• Short task: Can you quote the lines below exactly, starting at the line with "Each instance of the neighboring" and going through the last one?

• Task input:
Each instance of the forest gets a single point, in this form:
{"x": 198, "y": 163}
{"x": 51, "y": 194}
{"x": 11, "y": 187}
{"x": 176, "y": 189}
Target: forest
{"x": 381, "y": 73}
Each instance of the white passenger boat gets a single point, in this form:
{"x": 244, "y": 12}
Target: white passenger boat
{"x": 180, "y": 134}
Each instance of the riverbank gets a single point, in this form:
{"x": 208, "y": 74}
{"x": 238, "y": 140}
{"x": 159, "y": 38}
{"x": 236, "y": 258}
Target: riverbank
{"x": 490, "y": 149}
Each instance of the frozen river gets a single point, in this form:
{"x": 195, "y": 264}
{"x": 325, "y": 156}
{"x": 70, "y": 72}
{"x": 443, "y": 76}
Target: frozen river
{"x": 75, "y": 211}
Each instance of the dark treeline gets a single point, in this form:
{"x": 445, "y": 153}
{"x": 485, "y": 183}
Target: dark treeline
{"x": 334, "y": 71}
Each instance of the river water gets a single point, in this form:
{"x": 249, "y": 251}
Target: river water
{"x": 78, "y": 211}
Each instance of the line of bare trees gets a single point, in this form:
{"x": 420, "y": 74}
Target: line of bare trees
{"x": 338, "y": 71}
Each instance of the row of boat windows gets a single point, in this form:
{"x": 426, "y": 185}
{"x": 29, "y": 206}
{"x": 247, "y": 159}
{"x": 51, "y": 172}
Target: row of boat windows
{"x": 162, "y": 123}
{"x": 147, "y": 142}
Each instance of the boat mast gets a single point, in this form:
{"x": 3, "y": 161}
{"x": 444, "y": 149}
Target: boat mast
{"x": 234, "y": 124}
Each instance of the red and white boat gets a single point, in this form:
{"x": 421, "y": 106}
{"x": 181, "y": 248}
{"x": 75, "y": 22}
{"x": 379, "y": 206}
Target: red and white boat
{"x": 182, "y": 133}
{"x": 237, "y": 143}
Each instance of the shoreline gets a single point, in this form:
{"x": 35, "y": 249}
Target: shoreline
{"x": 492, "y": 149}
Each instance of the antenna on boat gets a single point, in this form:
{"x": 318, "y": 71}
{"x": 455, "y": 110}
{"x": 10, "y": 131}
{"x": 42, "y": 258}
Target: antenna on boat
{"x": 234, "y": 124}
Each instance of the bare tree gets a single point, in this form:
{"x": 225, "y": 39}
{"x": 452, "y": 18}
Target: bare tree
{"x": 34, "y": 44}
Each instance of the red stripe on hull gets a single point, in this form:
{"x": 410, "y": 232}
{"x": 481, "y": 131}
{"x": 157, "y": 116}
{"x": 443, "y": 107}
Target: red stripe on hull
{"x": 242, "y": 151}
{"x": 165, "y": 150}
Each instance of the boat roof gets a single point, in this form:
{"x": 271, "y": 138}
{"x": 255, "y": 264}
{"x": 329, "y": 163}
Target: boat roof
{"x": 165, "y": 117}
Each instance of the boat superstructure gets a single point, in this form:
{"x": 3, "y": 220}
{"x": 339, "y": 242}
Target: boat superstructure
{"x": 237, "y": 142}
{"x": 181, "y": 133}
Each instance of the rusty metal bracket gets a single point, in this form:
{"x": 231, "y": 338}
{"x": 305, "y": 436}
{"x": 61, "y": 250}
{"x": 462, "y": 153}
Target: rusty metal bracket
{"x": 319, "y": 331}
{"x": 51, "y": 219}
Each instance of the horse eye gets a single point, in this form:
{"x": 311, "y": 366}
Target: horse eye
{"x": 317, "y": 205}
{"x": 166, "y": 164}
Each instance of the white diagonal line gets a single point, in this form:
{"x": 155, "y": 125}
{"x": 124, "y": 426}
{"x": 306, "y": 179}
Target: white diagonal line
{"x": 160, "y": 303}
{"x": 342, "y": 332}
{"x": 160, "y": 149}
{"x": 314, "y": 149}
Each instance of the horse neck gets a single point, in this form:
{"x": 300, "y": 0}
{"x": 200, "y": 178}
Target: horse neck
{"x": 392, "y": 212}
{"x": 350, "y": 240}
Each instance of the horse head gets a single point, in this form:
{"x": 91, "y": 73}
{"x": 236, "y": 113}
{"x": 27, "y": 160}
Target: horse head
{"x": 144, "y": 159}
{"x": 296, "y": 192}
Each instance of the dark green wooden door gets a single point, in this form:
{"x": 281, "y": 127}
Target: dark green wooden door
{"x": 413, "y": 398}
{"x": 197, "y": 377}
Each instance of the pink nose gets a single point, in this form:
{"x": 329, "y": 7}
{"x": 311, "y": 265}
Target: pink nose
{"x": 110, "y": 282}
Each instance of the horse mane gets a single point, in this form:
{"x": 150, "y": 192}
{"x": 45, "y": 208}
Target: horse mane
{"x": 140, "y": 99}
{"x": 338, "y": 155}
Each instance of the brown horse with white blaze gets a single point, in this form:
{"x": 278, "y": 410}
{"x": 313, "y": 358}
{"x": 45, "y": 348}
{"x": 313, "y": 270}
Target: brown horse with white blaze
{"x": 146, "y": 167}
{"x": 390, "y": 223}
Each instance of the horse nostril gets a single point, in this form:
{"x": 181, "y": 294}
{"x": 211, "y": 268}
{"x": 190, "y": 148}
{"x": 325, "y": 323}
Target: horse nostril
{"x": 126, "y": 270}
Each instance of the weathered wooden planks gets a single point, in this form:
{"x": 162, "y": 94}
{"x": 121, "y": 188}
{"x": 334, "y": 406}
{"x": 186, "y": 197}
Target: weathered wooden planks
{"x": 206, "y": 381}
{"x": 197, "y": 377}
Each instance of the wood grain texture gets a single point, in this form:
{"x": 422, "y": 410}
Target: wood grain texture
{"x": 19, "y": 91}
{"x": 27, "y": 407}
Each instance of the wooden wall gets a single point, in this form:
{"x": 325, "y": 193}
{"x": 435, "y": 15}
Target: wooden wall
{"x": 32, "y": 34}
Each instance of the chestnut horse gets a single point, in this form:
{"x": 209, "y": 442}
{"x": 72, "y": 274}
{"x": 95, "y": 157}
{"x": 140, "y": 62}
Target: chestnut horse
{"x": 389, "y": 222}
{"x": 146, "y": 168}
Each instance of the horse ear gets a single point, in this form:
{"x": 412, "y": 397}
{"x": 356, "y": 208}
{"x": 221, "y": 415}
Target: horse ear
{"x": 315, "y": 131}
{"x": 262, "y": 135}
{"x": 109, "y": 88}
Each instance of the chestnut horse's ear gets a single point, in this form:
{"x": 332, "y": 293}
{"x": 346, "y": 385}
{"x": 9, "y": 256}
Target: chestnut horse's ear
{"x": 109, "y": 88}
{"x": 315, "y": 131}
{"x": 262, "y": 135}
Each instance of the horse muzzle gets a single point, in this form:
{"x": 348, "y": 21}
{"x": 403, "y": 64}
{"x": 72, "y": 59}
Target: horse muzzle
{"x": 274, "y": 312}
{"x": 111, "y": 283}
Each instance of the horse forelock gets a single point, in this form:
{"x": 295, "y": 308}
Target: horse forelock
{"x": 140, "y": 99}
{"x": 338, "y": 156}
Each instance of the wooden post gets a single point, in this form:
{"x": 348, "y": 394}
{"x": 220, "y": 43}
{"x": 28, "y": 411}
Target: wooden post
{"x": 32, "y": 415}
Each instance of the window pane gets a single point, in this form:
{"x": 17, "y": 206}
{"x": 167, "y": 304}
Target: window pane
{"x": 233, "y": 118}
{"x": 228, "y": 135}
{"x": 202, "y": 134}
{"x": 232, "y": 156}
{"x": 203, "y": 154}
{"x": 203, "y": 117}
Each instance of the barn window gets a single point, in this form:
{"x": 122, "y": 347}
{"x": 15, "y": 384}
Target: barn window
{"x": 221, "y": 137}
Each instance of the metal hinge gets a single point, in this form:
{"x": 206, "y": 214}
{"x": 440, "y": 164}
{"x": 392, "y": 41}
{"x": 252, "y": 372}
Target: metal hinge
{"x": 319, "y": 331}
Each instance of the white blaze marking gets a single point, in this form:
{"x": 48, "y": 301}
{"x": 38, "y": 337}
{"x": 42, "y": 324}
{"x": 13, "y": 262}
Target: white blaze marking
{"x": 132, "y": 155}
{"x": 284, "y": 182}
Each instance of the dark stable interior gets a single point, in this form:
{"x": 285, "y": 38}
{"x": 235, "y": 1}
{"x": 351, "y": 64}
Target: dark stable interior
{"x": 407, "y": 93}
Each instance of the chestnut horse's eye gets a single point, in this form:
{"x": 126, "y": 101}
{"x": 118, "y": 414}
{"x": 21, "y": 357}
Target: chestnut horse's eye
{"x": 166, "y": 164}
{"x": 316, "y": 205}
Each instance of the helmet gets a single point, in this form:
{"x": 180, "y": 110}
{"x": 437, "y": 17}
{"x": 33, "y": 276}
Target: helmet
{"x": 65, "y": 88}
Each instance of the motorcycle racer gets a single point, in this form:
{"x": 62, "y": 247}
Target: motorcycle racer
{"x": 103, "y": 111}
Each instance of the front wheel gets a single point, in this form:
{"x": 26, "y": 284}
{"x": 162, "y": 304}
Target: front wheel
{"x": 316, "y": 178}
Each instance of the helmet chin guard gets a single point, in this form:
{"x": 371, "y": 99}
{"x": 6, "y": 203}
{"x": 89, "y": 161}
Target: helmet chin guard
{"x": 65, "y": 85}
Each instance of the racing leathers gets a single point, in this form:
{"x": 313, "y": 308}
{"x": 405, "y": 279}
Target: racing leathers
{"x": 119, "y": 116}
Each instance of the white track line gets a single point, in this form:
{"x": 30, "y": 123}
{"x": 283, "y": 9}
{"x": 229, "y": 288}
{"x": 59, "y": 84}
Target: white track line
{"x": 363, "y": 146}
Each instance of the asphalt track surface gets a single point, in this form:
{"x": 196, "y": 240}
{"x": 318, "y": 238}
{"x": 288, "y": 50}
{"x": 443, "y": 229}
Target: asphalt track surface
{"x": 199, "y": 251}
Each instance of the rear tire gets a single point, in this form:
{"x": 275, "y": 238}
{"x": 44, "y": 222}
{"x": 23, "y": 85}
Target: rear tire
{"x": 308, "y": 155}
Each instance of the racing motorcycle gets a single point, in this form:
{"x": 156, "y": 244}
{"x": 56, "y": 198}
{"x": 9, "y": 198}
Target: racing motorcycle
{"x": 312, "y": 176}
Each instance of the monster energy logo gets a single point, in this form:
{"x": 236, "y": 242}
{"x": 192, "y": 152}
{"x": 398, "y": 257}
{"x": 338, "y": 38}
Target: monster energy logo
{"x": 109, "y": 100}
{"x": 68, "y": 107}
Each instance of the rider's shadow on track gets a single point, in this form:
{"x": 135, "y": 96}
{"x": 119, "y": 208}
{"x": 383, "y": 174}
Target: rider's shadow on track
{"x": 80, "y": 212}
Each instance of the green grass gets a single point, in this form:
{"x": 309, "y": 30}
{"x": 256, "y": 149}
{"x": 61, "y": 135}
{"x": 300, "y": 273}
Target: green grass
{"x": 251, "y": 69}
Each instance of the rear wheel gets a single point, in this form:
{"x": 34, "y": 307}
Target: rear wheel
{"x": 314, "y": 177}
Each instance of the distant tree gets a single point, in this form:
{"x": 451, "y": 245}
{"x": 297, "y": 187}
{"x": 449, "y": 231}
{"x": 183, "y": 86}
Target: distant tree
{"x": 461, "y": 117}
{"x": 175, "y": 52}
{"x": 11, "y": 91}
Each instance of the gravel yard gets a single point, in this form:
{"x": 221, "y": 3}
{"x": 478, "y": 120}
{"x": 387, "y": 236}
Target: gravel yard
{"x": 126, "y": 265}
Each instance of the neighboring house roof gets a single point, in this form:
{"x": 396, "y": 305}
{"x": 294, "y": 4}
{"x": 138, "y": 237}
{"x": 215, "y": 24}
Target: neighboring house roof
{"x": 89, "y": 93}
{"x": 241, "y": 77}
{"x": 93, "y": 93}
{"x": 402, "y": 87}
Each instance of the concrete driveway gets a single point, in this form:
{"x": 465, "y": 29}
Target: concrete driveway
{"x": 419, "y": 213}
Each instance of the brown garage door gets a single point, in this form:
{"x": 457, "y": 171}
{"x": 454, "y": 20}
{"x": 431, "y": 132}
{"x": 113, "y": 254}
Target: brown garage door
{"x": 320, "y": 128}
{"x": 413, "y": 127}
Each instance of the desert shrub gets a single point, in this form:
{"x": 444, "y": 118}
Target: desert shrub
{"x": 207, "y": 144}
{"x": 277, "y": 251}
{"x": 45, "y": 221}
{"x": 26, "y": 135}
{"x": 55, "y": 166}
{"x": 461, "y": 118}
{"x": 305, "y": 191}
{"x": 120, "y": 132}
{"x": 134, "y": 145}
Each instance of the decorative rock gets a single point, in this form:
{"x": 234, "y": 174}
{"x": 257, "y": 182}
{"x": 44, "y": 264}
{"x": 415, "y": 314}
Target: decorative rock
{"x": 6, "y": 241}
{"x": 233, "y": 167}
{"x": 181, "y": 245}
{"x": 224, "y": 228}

• Result of the task:
Each instance of the neighboring house roof gets a single point, in this form:
{"x": 396, "y": 305}
{"x": 294, "y": 4}
{"x": 138, "y": 237}
{"x": 215, "y": 24}
Target: neighboring house roof
{"x": 89, "y": 93}
{"x": 241, "y": 77}
{"x": 93, "y": 93}
{"x": 402, "y": 87}
Each instance of the concrete driveway gets a single point, in this form:
{"x": 465, "y": 29}
Target: concrete driveway
{"x": 419, "y": 213}
Each instance of the brown garage door gets a single point, in this form:
{"x": 457, "y": 171}
{"x": 454, "y": 20}
{"x": 431, "y": 132}
{"x": 113, "y": 254}
Target: brown garage door
{"x": 320, "y": 128}
{"x": 413, "y": 127}
Each instance of the desert shrub gets a single point, in this form:
{"x": 444, "y": 118}
Target: desert shrub
{"x": 207, "y": 144}
{"x": 277, "y": 251}
{"x": 45, "y": 221}
{"x": 26, "y": 135}
{"x": 55, "y": 166}
{"x": 461, "y": 118}
{"x": 305, "y": 191}
{"x": 120, "y": 132}
{"x": 134, "y": 145}
Each instance of the decorative rock gets a single point, in this form:
{"x": 234, "y": 174}
{"x": 257, "y": 182}
{"x": 44, "y": 264}
{"x": 415, "y": 314}
Target: decorative rock
{"x": 6, "y": 241}
{"x": 233, "y": 167}
{"x": 181, "y": 245}
{"x": 224, "y": 228}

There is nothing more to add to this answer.